* _WORK TO BE COMPLETED_
Rescale the box coordinates in the answers below by multiplying each by 1.25 and rounding to a whole number, with halves going up. Write out the lines starting at the one containing "the wooden cart" and ending at the one containing "19, 348, 582, 555", leaving all other text on those lines unchanged.

* _INPUT FOR THIS TASK_
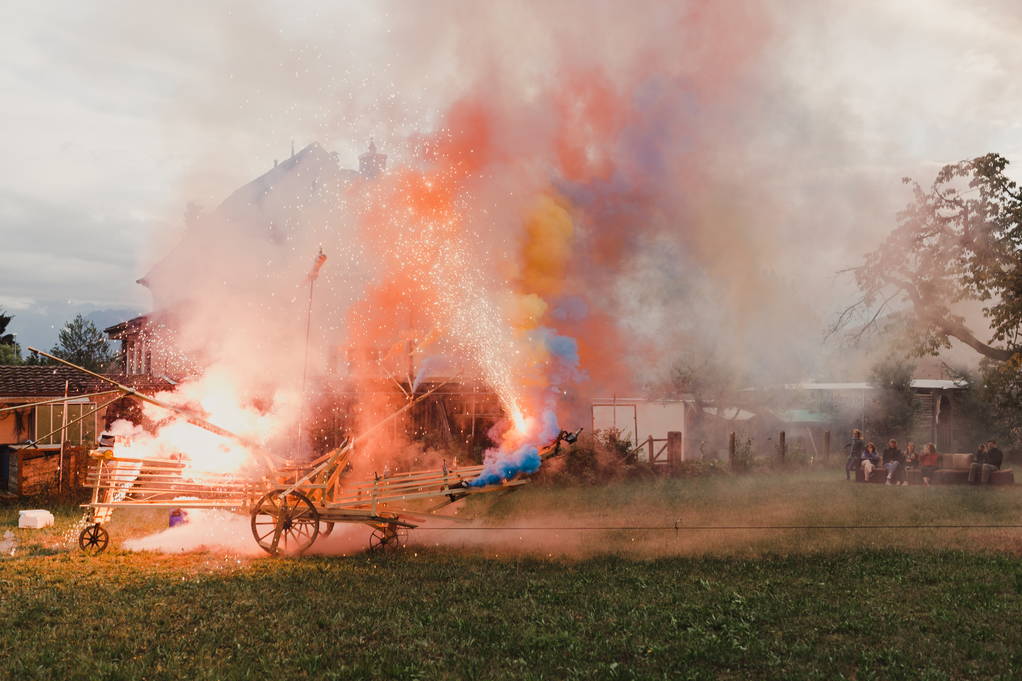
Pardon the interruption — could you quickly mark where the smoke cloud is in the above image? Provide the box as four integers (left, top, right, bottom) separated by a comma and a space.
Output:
29, 2, 1018, 482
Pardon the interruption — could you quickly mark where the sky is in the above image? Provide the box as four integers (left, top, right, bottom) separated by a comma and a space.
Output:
0, 0, 1022, 355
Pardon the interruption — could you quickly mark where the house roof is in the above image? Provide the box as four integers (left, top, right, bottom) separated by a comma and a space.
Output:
0, 365, 174, 398
784, 378, 969, 391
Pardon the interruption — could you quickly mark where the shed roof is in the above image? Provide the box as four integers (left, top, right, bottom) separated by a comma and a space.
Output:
0, 365, 174, 398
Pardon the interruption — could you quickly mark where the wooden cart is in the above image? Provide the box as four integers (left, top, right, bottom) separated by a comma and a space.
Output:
79, 432, 578, 555
19, 348, 582, 555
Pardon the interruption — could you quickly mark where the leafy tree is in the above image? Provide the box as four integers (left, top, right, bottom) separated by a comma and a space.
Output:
0, 311, 21, 364
50, 315, 114, 371
850, 153, 1022, 446
838, 153, 1022, 362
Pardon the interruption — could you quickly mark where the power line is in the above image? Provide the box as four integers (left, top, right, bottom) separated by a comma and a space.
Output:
416, 524, 1022, 532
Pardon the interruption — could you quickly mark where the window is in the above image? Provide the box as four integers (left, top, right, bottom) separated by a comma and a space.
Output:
36, 402, 96, 445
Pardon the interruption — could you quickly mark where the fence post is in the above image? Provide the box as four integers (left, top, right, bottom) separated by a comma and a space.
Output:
667, 430, 682, 470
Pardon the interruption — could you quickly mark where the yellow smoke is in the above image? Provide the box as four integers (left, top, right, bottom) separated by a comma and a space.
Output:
520, 192, 574, 300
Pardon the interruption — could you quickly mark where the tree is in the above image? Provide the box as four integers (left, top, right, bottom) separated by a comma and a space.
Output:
0, 311, 21, 364
837, 153, 1022, 362
50, 315, 114, 371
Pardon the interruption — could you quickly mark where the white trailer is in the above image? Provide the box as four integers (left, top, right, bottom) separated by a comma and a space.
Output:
593, 396, 688, 463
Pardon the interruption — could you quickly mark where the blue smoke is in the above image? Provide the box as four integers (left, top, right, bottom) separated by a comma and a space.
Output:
468, 445, 543, 487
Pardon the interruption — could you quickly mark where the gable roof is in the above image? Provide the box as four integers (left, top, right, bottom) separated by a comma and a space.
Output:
0, 365, 174, 398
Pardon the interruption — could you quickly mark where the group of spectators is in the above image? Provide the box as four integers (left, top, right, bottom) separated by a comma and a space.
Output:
844, 428, 1005, 486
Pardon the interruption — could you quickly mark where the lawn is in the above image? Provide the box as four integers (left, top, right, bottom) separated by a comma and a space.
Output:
0, 472, 1022, 679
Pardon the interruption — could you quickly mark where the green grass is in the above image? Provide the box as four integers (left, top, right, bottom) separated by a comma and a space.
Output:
0, 473, 1022, 679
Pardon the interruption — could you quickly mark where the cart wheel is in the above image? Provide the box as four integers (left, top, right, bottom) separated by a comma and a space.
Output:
251, 490, 319, 555
78, 523, 110, 555
369, 525, 408, 553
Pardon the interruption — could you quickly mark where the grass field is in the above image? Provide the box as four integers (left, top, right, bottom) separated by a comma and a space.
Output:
0, 472, 1022, 679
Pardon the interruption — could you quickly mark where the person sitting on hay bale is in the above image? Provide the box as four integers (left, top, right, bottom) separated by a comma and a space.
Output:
919, 442, 939, 487
884, 438, 904, 485
862, 442, 880, 476
969, 440, 1005, 485
844, 428, 866, 480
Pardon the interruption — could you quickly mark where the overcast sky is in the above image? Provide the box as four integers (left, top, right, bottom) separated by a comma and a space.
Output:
0, 0, 1022, 344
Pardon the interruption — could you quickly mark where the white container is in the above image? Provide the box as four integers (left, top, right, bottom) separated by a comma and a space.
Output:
17, 508, 53, 530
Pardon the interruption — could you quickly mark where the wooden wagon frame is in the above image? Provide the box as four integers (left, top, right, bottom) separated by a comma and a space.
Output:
24, 348, 582, 555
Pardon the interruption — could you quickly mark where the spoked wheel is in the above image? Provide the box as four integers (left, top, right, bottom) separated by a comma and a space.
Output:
78, 523, 110, 555
369, 525, 408, 553
251, 490, 320, 555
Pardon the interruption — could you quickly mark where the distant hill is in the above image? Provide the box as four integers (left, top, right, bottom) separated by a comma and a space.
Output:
0, 301, 142, 352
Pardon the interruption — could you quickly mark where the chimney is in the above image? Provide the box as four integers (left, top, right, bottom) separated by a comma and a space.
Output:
359, 137, 386, 180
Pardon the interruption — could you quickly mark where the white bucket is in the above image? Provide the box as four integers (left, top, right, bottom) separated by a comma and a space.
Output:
17, 508, 53, 530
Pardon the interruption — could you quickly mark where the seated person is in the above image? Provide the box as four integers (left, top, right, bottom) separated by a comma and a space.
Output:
860, 442, 880, 476
904, 442, 919, 468
884, 439, 904, 485
969, 440, 1005, 485
919, 442, 939, 487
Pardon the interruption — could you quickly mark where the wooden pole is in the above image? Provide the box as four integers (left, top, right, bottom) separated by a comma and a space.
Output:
57, 380, 71, 494
667, 430, 683, 470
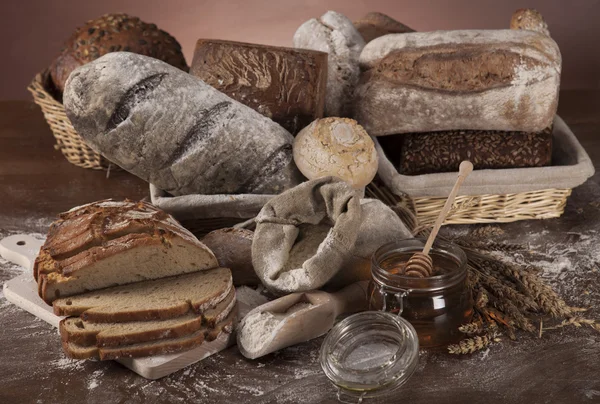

* _EXERCISE ANSWER_
Pardon the interruption — could you quickly mark where the wooden cart is in the above image? Provide the box as four integers (left, top, right, bottom) separated by a comma and a space.
Output:
99, 540, 723, 694
24, 435, 728, 694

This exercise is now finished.